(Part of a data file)
*-*-*

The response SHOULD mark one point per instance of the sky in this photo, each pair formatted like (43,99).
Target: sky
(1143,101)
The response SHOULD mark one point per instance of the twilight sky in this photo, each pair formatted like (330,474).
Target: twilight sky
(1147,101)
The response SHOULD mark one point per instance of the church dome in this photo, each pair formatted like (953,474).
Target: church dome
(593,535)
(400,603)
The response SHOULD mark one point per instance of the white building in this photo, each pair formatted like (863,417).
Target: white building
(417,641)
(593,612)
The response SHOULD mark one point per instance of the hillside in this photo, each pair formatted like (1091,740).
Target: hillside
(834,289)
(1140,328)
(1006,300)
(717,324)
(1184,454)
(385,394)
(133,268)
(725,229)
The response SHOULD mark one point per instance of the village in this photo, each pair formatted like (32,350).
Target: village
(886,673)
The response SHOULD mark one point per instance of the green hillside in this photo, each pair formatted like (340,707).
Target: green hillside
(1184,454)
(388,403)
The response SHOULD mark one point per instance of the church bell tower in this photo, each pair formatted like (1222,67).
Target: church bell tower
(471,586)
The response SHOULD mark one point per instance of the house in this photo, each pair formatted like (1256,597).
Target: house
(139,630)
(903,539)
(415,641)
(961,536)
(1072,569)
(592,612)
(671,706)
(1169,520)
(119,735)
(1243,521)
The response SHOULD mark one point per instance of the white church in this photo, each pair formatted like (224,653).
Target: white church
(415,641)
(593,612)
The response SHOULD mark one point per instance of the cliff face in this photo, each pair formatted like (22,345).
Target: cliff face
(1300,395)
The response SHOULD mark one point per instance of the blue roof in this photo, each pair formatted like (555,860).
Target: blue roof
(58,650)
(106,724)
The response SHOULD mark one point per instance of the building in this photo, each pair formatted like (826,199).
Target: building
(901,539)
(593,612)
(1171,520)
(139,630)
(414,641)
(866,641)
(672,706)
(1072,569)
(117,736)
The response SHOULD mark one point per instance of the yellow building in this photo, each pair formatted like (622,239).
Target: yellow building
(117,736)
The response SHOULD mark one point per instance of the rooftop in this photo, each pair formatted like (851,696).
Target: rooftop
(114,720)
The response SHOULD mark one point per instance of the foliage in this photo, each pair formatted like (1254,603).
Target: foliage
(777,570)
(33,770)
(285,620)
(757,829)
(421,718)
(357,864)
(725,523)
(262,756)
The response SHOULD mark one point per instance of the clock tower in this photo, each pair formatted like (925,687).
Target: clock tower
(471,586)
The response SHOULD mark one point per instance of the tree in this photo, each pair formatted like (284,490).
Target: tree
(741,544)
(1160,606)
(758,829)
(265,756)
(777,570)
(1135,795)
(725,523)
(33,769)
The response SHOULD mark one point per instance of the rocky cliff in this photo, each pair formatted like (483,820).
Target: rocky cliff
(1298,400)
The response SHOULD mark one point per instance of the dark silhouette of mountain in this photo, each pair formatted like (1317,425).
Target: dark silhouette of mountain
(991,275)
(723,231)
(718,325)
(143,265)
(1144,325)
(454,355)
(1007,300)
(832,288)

*-*-*

■ Objective ■
Copy out the lines above, starting at the line that contains "The response SHOULD mark one point per instance of the blue" and continuing through the end of the records.

■ Answer for this exercise ■
The response SHOULD mark one point per instance of the blue roof in this photo, each pair formatted like (555,860).
Target: blue roof
(58,650)
(106,724)
The response SHOULD mark one point per instance of the building in this photo, each pair formatted like (826,199).
Target: building
(901,539)
(593,612)
(1171,520)
(139,630)
(414,641)
(866,641)
(672,706)
(1072,569)
(117,736)
The response SHOULD mark one point per instance of the yellow building in this photo, each pair formatted like (622,239).
Target: yellow building
(117,736)
The response SHOULD mark one point per instance of the rooftop in this photo, each pair formatted like (851,696).
Target: rooftop
(114,720)
The response SHOULD mark one point per instance of the foliage in this photo, each pair formatted like (1254,603).
Target: foliage
(777,570)
(33,770)
(285,620)
(757,829)
(421,718)
(357,864)
(725,523)
(262,756)
The response SHOULD mark one point per instance of the clock tower in this photo, each pair formatted like (925,687).
Target: clock tower
(471,586)
The response SHOULD mark one point per instance of the tree in this photo, each pair formatted like (284,490).
Target: tree
(741,544)
(1160,606)
(758,829)
(265,756)
(777,570)
(1135,795)
(725,523)
(33,769)
The response SHOULD mark one point per instance of the rocky cliff in this photo, each pair formatted like (483,820).
Target: rocky cliff
(1298,400)
The response SHOULD mark one point per instance of the dark silhouette of mountain in this photo, each pair formatted like (1317,425).
Target: dark silhouette of mountain
(991,275)
(723,231)
(718,325)
(143,265)
(1144,325)
(454,355)
(1007,300)
(832,288)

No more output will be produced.